▶ **TASK TO CARRY OUT**
Would you quote every entry exactly, dropping only the pictures?

▶ **INFORMATION SUPPLIED**

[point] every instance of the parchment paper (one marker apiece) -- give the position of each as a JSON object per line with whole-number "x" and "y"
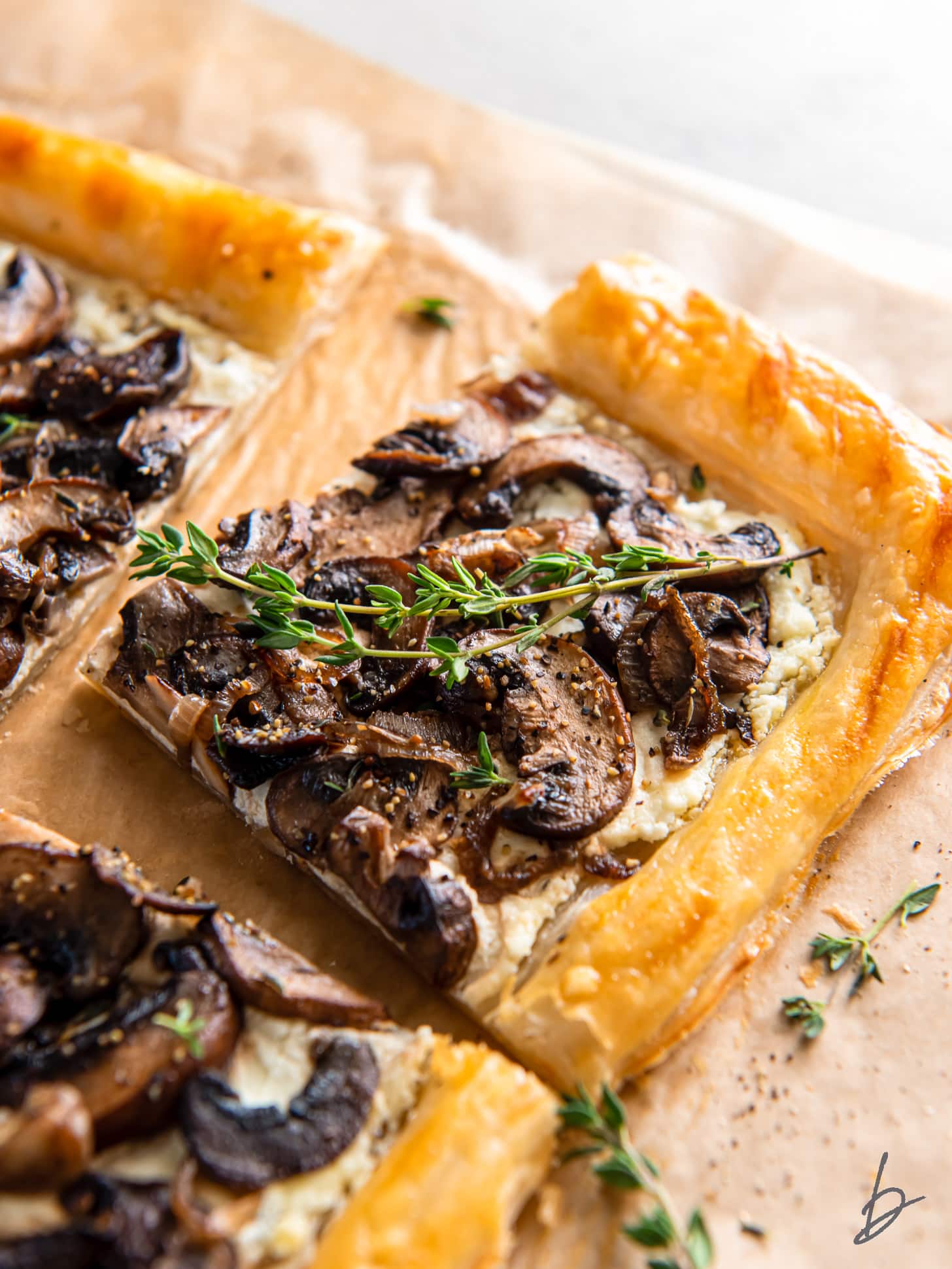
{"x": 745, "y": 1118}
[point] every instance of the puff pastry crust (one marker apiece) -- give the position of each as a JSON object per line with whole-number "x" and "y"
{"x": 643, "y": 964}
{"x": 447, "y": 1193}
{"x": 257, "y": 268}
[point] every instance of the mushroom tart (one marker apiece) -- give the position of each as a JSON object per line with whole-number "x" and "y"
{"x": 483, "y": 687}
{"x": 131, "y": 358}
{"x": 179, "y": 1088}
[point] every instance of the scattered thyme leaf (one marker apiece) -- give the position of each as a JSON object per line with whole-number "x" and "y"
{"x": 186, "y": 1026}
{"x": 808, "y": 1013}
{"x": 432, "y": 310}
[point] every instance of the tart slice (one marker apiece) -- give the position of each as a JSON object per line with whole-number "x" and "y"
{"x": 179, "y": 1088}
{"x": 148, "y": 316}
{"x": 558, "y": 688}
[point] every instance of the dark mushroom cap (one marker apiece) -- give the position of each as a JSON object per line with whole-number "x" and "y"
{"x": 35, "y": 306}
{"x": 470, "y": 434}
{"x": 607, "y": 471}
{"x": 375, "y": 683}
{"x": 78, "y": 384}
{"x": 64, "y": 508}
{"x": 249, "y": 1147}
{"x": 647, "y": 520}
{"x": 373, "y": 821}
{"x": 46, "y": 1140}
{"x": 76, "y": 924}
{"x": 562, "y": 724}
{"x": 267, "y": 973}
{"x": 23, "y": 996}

▶ **TASK RESULT**
[point] every instance of the parchment paper (one marker apiece) -- give the position of each as a JSON object per line with whole-number "x" and "y"
{"x": 745, "y": 1118}
[point] every instance of the puff pastry crust (one marker apiece) -- give the position of each as a JSON object per line with whole-number "x" and "y"
{"x": 643, "y": 964}
{"x": 447, "y": 1193}
{"x": 257, "y": 268}
[point] every instance of the mushroom tart (one marker apiece) -- give the position of each as a JSON object per line with whole-number "x" and "y"
{"x": 483, "y": 687}
{"x": 131, "y": 358}
{"x": 179, "y": 1088}
[point] every instance of the scattered thyme leaf (one marker apiece) -- give the position of each as a JSON object per line with whole-number "x" and "y"
{"x": 186, "y": 1026}
{"x": 808, "y": 1013}
{"x": 432, "y": 310}
[point] every instance of the tart slice (one marker apiece) -- give the position of each as a JSON object per line with whole-number "x" and "y"
{"x": 179, "y": 1088}
{"x": 148, "y": 316}
{"x": 558, "y": 688}
[point] every instance of the dark mushroom cap (one marker apiece) -- give the position of each as a JSON object per line with whole-number "x" and "y"
{"x": 35, "y": 306}
{"x": 470, "y": 434}
{"x": 607, "y": 471}
{"x": 375, "y": 683}
{"x": 78, "y": 384}
{"x": 64, "y": 508}
{"x": 249, "y": 1147}
{"x": 647, "y": 520}
{"x": 373, "y": 821}
{"x": 46, "y": 1140}
{"x": 76, "y": 924}
{"x": 562, "y": 724}
{"x": 267, "y": 973}
{"x": 23, "y": 996}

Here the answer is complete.